### [WHAT YOU HAVE TO DO]
Answer these questions from the passage on Bob Dole's choice of running mate:
1. Who is identified as the author of the political newsletter the passage cites?
2. Which age range does the passage give for the heightened chance of death or disablement?
3. How far into her first term as governor is Christie Whitman said to be?

### [TEXT SEGMENT]
⁂

DOLE’S VEEP: Bob Dole will make up his mind on his running mate the same way he makes all other political decisions -- by divining the establishment consensus. We note that Horace Busby, an Old Guard Beltway Democrat who once worked for Lyndon Johnson, writes in his political newsletter this week that the political chatter at Washington’s watering holes is focusing on Dole’s age. If Dole has a disabling stroke after the San Diego convention, Busby notes, Dole’s running mate would become the nominee. It’s trickier, he says, if Dole is put out of action prior to San Diego: “But, we understand, current thinking is that the convention would be presented with a consensus choice: Jack Kemp. Those who ran against Mr. Dole this year are thoroughly discredited, would receive no consideration.” As the party movers and shakers think about Dole’s age, the same rationale applies even if he remains in good health. The chance of death or disablement is high enough between age 73 and 77 to cause the consensus to add extra weight to the possibility that the Veep will become President. When New Jersey Gov. Christie Whitman called Dole this week to take herself out of contention, she did so with the almost certain knowledge that she would not be picked for a variety of reasons anyway. The biggest being that she is still only halfway through her first term as governor, with no assurance she is doing well enough to win re-election, let alone be prepared to assume the most important job on earth. We continue to believe that as Dole gets closer to San Diego, he will find the consensus forming around Kemp, the logical choice to unite the party and help the GOP win the blue-collar and black votes it would need to gain the White House and retain the Congress.

⁂

### [EXTRACTED ENTRIES]
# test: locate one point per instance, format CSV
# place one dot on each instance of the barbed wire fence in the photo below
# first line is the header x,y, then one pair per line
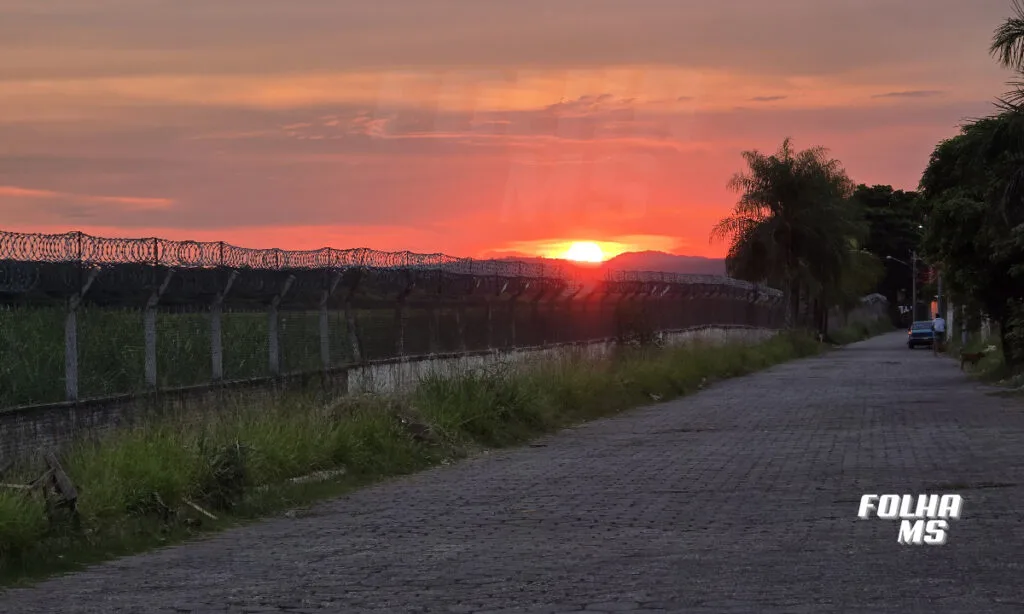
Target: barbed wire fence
x,y
85,317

⁂

### [REPLY]
1. Horace Busby
2. Between age 73 and 77
3. Halfway